┌────────
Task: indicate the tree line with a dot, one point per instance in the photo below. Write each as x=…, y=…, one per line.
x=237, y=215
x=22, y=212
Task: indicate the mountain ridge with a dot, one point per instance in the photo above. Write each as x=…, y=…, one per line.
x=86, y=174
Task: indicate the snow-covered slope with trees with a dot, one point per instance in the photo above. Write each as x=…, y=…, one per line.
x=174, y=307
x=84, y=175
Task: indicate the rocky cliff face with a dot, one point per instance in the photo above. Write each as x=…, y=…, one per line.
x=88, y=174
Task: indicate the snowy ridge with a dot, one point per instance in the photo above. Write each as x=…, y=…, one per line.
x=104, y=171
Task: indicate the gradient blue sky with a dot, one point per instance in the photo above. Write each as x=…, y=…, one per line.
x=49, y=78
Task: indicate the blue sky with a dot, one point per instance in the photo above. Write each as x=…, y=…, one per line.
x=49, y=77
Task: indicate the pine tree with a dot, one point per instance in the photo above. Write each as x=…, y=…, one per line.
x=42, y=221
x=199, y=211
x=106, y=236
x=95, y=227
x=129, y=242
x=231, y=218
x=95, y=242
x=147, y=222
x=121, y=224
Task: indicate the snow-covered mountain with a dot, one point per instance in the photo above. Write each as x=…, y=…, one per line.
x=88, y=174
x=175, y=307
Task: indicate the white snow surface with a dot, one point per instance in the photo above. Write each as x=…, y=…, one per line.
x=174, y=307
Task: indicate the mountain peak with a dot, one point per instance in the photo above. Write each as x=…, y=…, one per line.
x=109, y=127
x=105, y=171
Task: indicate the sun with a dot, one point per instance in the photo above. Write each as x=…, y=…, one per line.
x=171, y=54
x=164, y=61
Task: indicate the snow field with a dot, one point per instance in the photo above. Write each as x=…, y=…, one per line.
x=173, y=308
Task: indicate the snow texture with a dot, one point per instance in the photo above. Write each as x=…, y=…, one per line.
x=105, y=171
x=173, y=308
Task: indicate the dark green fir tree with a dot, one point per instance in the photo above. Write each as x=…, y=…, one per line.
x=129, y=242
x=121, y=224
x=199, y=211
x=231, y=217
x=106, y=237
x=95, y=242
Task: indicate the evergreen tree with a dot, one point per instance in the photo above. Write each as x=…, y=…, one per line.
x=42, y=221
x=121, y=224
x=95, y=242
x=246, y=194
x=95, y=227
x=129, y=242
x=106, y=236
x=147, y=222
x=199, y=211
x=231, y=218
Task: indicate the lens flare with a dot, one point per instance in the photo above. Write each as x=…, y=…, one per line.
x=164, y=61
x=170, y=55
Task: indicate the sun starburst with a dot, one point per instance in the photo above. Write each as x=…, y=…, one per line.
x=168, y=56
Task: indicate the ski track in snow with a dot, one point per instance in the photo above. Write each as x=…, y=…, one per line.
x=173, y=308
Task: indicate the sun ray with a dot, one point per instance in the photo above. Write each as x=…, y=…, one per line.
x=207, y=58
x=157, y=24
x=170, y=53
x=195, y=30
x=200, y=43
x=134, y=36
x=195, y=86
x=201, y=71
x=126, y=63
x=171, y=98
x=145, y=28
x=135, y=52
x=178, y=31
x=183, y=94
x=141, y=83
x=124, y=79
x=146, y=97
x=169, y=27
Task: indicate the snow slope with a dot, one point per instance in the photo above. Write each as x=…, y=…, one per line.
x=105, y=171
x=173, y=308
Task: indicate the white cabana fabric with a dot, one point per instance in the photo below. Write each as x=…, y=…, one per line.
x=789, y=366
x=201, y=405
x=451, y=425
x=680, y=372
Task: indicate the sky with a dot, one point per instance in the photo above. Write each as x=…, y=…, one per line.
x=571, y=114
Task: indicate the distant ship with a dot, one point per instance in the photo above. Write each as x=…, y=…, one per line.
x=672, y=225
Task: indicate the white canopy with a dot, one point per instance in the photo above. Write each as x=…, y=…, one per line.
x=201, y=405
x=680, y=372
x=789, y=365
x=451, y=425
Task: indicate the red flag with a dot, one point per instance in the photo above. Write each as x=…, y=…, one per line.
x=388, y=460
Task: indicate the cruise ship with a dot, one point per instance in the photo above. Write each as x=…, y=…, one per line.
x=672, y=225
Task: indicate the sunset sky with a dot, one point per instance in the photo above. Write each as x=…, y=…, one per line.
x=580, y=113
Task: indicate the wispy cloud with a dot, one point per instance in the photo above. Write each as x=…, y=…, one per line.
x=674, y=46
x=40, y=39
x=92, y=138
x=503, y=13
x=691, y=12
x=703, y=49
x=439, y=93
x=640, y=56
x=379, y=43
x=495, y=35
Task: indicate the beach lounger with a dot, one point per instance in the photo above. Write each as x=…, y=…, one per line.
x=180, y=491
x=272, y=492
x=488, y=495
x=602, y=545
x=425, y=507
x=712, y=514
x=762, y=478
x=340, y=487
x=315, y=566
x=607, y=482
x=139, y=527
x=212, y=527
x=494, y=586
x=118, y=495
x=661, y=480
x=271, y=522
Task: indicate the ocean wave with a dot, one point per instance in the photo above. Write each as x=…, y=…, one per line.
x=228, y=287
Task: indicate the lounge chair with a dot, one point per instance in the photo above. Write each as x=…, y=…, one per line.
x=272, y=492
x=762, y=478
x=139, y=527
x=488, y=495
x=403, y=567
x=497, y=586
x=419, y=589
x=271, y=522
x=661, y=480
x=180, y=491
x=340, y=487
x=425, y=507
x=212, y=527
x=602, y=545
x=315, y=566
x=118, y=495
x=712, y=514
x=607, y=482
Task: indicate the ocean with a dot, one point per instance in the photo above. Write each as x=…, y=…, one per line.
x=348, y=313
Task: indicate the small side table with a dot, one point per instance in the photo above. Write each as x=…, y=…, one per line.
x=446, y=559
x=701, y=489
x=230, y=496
└────────
> **任务说明**: 请把上方全部条目的每一行写成一个 JSON 字符串列表，每行对应一个字符串，空行略去。

> **本题答案**:
[
  "Task: indicate the tree line with a dot, one point per instance in the photo below. Write each as x=…, y=…, one per line.",
  "x=237, y=215",
  "x=22, y=212",
  "Task: indicate the mountain ridge with a dot, one point per instance in the photo above. Write each as x=…, y=…, one per line.",
  "x=86, y=174",
  "Task: indicate the snow-covered slope with trees with a dot, one point per instance in the photo above. Write each as x=…, y=…, one per line.",
  "x=174, y=307",
  "x=84, y=175",
  "Task: indicate the rocky cliff face with a dot, one point per instance in the photo above. Write each as x=…, y=…, one per line.",
  "x=88, y=174",
  "Task: indicate the snowy ridge with a dot, one point per instance in the photo above. Write each as x=…, y=…, one per line.",
  "x=104, y=171",
  "Task: indicate the gradient blue sky with a dot, one point per instance in the photo above. Write each as x=…, y=…, one per line.",
  "x=49, y=78",
  "Task: indicate the blue sky with a dot, one point per instance in the photo above. Write each as x=…, y=…, one per line.",
  "x=49, y=77",
  "Task: indicate the pine tree with a dot, one point per instance in the photo above. Write each as x=…, y=…, one per line.",
  "x=42, y=221",
  "x=199, y=211",
  "x=106, y=236",
  "x=95, y=227",
  "x=129, y=242",
  "x=231, y=218",
  "x=95, y=242",
  "x=147, y=222",
  "x=121, y=224",
  "Task: indicate the snow-covered mountain with a dot, one point per instance in the photo above. Write each as x=…, y=…, one per line.",
  "x=88, y=174",
  "x=175, y=307",
  "Task: indicate the white snow surface with a dot, one point per instance in the photo above. Write each as x=…, y=…, one per line.",
  "x=174, y=307",
  "Task: indicate the mountain peak with a dot, one point per instance in the photo above. Write each as x=…, y=…, one per line.",
  "x=109, y=127",
  "x=105, y=171",
  "Task: indicate the sun with a dot, one point per instance in the photo above. Write each as x=…, y=…, one per line.",
  "x=171, y=54",
  "x=164, y=61",
  "Task: indicate the snow field with a dot, one point per instance in the photo above. Write each as x=…, y=…, one per line.",
  "x=173, y=308",
  "Task: indicate the snow texture with a dot, one point per instance in the photo above. Write each as x=…, y=…, one per line.",
  "x=105, y=171",
  "x=173, y=308",
  "Task: indicate the dark green fir tree with a dot, one point per instance in the photo above. Write each as x=…, y=…, one per line.",
  "x=129, y=242",
  "x=121, y=224",
  "x=199, y=211",
  "x=231, y=217",
  "x=106, y=237",
  "x=95, y=242",
  "Task: indicate the evergreen tree with a dot, one point per instance in the photo above. Write each as x=…, y=…, one per line.",
  "x=42, y=221",
  "x=121, y=224",
  "x=95, y=242",
  "x=246, y=194",
  "x=95, y=227",
  "x=129, y=242",
  "x=106, y=236",
  "x=147, y=222",
  "x=199, y=211",
  "x=231, y=218",
  "Task: indicate the lens flare with a dot, one point per instance in the photo above. Write each as x=…, y=…, one per line.",
  "x=164, y=61",
  "x=170, y=55",
  "Task: indicate the sun starburst with a dot, one point per instance in the photo above. Write each as x=…, y=…, one per line.",
  "x=168, y=56",
  "Task: indicate the ski track in snow with a dot, one point per instance in the photo above. Write each as x=…, y=…, one per line.",
  "x=173, y=308",
  "Task: indicate the sun ray with a dot, one point per instance in the photo above. Write each as x=…, y=…, one per line.",
  "x=207, y=58",
  "x=157, y=24",
  "x=170, y=53",
  "x=195, y=30",
  "x=200, y=43",
  "x=134, y=36",
  "x=195, y=86",
  "x=201, y=71",
  "x=126, y=63",
  "x=171, y=98",
  "x=145, y=28",
  "x=135, y=52",
  "x=178, y=31",
  "x=183, y=94",
  "x=141, y=83",
  "x=124, y=79",
  "x=146, y=97",
  "x=169, y=27",
  "Task: indicate the snow slope with a dot, one point per instance in the photo above. Write each as x=…, y=…, one per line.",
  "x=105, y=171",
  "x=173, y=308",
  "Task: indicate the white cabana fabric with a dot, one point per instance in the photo below. Write each as x=…, y=…, one per line.",
  "x=789, y=366",
  "x=201, y=405",
  "x=451, y=425",
  "x=680, y=372",
  "Task: indicate the sky with a dot, one point per instance in the photo above. Write each as x=…, y=…, one per line.",
  "x=571, y=114",
  "Task: indicate the distant ship with a dot, one point per instance in the photo above. Write each as x=…, y=…, one per line.",
  "x=672, y=225",
  "Task: indicate the white canopy with a dot, one point per instance in the photo above. Write each as x=…, y=…, one per line.",
  "x=201, y=405",
  "x=680, y=372",
  "x=789, y=365",
  "x=451, y=425",
  "Task: indicate the red flag with a dot, one point per instance in the photo above. Write each as x=…, y=…, one per line.",
  "x=388, y=460",
  "Task: indicate the cruise ship with a dot, one point per instance in the photo above. Write each as x=…, y=…, one per line.",
  "x=672, y=225",
  "Task: indicate the sunset sky with a dot, one point per instance in the photo above. Write each as x=…, y=…, one per line.",
  "x=580, y=113",
  "Task: indicate the wispy cloud with a dot, one point per instance in the photo above. Write each as x=…, y=…, one per line.",
  "x=674, y=46",
  "x=40, y=39",
  "x=92, y=138",
  "x=503, y=13",
  "x=691, y=12",
  "x=703, y=49",
  "x=439, y=93",
  "x=640, y=56",
  "x=379, y=43",
  "x=495, y=35",
  "Task: indicate the beach lounger with a dot, one point per instance in the photo above. Write each as x=…, y=…, one per line.",
  "x=180, y=491",
  "x=272, y=492",
  "x=488, y=495",
  "x=602, y=545",
  "x=425, y=507",
  "x=712, y=514",
  "x=762, y=478",
  "x=340, y=487",
  "x=315, y=566",
  "x=607, y=482",
  "x=139, y=527",
  "x=212, y=527",
  "x=494, y=586",
  "x=118, y=495",
  "x=661, y=480",
  "x=271, y=522",
  "Task: indicate the ocean wave with a dot, one point per instance in the photo above. Write each as x=…, y=…, one per line.",
  "x=228, y=287",
  "Task: indicate the lounge chair with a dot, one point per instance in the photo above. Write each as x=…, y=…, one per line.",
  "x=272, y=492",
  "x=762, y=478",
  "x=139, y=527",
  "x=488, y=495",
  "x=403, y=567",
  "x=497, y=586",
  "x=419, y=589",
  "x=271, y=522",
  "x=661, y=480",
  "x=180, y=491",
  "x=340, y=487",
  "x=425, y=507",
  "x=212, y=527",
  "x=602, y=545",
  "x=315, y=566",
  "x=118, y=495",
  "x=712, y=514",
  "x=607, y=482",
  "Task: indicate the ocean with a dot, one point per instance in the photo above. Write each as x=…, y=…, one per line.",
  "x=348, y=313",
  "Task: indicate the small side table with a dot, one point per instance in the photo above. Write each as x=…, y=…, one per line.",
  "x=446, y=559",
  "x=701, y=489",
  "x=230, y=496"
]